▶ [Task statement]: In each of the records below, replace every "instance" with "object" and leave everything else unchanged.

▶ [Task input]:
________________
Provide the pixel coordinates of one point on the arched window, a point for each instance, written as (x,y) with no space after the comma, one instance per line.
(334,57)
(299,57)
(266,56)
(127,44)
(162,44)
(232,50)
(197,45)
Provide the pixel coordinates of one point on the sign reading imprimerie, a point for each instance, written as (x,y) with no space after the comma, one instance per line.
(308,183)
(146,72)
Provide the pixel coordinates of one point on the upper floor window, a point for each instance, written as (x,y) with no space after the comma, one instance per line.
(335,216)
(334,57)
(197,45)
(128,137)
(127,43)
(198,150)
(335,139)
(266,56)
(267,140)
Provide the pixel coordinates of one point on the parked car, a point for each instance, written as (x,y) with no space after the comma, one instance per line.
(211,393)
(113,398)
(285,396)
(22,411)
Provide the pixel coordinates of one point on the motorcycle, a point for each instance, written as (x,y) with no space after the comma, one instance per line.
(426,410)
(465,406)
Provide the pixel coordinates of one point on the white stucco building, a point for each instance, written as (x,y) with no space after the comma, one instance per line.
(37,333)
________________
▶ [Written solution]:
Provide the pixel coordinates of one point on the arched window, a point for each object, written as (x,y) with no space after the comma, one object per line.
(334,57)
(299,57)
(266,56)
(127,44)
(162,44)
(232,50)
(197,45)
Provide the pixel coordinates of one point on the sign reading imprimerie, a point for each object, written as (x,y) with no space after the comma, one object per line.
(308,183)
(146,72)
Provide the pixel coordinates of one point on the upper floor window, a point for each object, written as (x,y) with no space after the comma, one object per line.
(335,216)
(334,57)
(197,45)
(128,137)
(127,43)
(198,150)
(335,139)
(266,56)
(267,140)
Provide the pixel coordinates of one point on the parked car, a point for each object, written as (x,y) with no space after the comma, one object per line.
(211,393)
(113,398)
(285,396)
(22,411)
Provide the pixel coordinates of one point on the motorcycle, a point for each object, written as (x,y) with no space after the comma, one object per line.
(426,410)
(465,406)
Provide the pixel coordinates of one point on the white stucco building, a point for each object, written as (x,y) with no space after the comma, one object per line.
(37,333)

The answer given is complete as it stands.